» **Selected passage**
..........
Skip to content

data-science-pipelines Failure Modes

Coverage

Injection Type Danger Experiment Description
ConfigDrift high config-drift.yaml When the dspo-config ConfigMap is corrupted with invalid configuration, the data...
FinalizerBlock low finalizer-block.yaml When a stuck finalizer prevents a DataSciencePipelinesApplication from being del...
NetworkPartition medium network-partition.yaml When the DSPO pod is network-partitioned from the API server, it should lose its...
PodKill low pod-kill.yaml When the data-science-pipelines-operator pod is killed, Kubernetes should recrea...
RBACRevoke high rbac-revoke.yaml When the DSPO ClusterRoleBinding subjects are revoked, the operator should lose ...
WebhookDisrupt high webhook-disrupt.yaml When the pipeline version validating webhook failurePolicy is weakened from Fail...

Experiment Details

data-science-pipelines-config-drift

  • Type: ConfigDrift
  • Danger Level: high
  • Component: data-science-pipelines-operator

When the dspo-config ConfigMap is corrupted with invalid configuration, the data-science-pipelines operator should detect the misconfiguration and either fall back to defaults or surface clear error conditions rather than silently failing.

Experiment YAML
apiVersion: chaos.operatorchaos.io/v1alpha1
kind: ChaosExperiment
metadata:
  name: data-science-pipelines-config-drift
spec:
  tier: 2
  target:
    operator: data-science-pipelines
    component: data-science-pipelines-operator
    resource: ConfigMap/dspo-config
  steadyState:
    checks:
      - type: resourceExists
        apiVersion: v1
        kind: ConfigMap
        name: dspo-config
        namespace: opendatahub
    timeout: "30s"
  injection:
    type: ConfigDrift
    dangerLevel: high
    parameters:
      name: dspo-config
      key: config
      value: '{"INVALID_KEY":"INVALID_VALUE"}'
      resourceType: ConfigMap
    ttl: "300s"
..........
» **Data provided**
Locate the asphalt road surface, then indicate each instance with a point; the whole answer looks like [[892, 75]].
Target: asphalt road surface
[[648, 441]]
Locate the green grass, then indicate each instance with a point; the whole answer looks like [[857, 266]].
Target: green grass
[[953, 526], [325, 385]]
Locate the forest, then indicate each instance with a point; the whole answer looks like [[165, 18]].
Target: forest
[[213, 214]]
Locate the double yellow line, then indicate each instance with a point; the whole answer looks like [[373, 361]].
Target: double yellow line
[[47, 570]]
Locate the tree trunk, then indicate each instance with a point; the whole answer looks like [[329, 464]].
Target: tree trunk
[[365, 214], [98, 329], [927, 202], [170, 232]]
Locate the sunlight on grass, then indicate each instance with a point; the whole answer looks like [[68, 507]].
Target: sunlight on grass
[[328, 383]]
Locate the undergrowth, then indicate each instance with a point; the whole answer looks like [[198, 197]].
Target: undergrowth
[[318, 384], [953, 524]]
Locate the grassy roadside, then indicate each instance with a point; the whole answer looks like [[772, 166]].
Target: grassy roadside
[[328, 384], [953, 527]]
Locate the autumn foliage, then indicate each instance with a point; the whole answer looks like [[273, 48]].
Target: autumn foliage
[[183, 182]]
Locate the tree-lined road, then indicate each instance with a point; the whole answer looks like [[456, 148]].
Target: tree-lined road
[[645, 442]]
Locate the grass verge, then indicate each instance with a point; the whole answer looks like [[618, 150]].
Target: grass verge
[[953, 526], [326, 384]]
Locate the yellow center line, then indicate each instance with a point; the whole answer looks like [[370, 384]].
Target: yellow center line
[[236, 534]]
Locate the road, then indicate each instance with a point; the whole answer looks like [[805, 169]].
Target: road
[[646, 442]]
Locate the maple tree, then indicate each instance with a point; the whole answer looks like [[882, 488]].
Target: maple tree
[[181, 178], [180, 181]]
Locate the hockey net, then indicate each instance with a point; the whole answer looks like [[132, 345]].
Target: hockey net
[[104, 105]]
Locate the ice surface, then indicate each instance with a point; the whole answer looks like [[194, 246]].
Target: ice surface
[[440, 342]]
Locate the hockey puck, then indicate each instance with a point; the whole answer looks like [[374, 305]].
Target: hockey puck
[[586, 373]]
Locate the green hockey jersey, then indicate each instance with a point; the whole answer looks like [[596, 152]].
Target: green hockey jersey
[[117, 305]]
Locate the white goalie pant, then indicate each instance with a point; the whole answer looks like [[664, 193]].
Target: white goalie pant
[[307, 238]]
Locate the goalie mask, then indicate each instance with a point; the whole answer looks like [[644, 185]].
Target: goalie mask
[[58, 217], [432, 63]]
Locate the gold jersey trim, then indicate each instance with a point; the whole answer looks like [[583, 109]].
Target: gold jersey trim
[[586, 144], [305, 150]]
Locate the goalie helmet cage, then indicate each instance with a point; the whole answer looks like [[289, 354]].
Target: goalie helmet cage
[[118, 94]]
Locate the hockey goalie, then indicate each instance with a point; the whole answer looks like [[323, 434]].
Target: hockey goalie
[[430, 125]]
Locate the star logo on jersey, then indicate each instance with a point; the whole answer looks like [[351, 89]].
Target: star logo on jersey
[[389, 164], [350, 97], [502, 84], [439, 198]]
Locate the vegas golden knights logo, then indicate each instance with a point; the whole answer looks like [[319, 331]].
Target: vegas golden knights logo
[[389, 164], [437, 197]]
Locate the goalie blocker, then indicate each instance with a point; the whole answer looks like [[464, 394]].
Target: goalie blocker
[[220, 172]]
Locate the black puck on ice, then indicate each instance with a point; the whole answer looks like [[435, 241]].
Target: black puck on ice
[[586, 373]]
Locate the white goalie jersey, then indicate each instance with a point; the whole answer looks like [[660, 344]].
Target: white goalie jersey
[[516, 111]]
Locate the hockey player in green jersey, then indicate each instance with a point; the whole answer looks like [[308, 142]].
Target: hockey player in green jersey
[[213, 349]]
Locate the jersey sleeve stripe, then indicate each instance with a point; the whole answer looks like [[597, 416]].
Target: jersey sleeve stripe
..........
» **What you will do**
- a) Reproduce verbatim the stretch of the data-science-pipelines failure-modes page from "PodKill low pod-kill.yaml" through "than silently failing.".
- b) Rewrite the stretch of entries from their first line through the line containing "[[953, 526], [325, 385]]" as a Markdown table with the columns Row and Line, omitting blank lines.

» **Results of the exercise**
- a)
PodKill low pod-kill.yaml When the data-science-pipelines-operator pod is killed, Kubernetes should recrea...
RBACRevoke high rbac-revoke.yaml When the DSPO ClusterRoleBinding subjects are revoked, the operator should lose ...
WebhookDisrupt high webhook-disrupt.yaml When the pipeline version validating webhook failurePolicy is weakened from Fail...

Experiment Details

data-science-pipelines-config-drift

  • Type: ConfigDrift
  • Danger Level: high
  • Component: data-science-pipelines-operator

When the dspo-config ConfigMap is corrupted with invalid configuration, the data-science-pipelines operator should detect the misconfiguration and either fall back to defaults or surface clear error conditions rather than silently failing.

- b)
| Row | Line |
|---|---|
| 1 | Locate the asphalt road surface, then indicate each instance with a point; the whole answer looks like [[892, 75]]. |
| 2 | Target: asphalt road surface |
| 3 | [[648, 441]] |
| 4 | Locate the green grass, then indicate each instance with a point; the whole answer looks like [[857, 266]]. |
| 5 | Target: green grass |
| 6 | [[953, 526], [325, 385]] |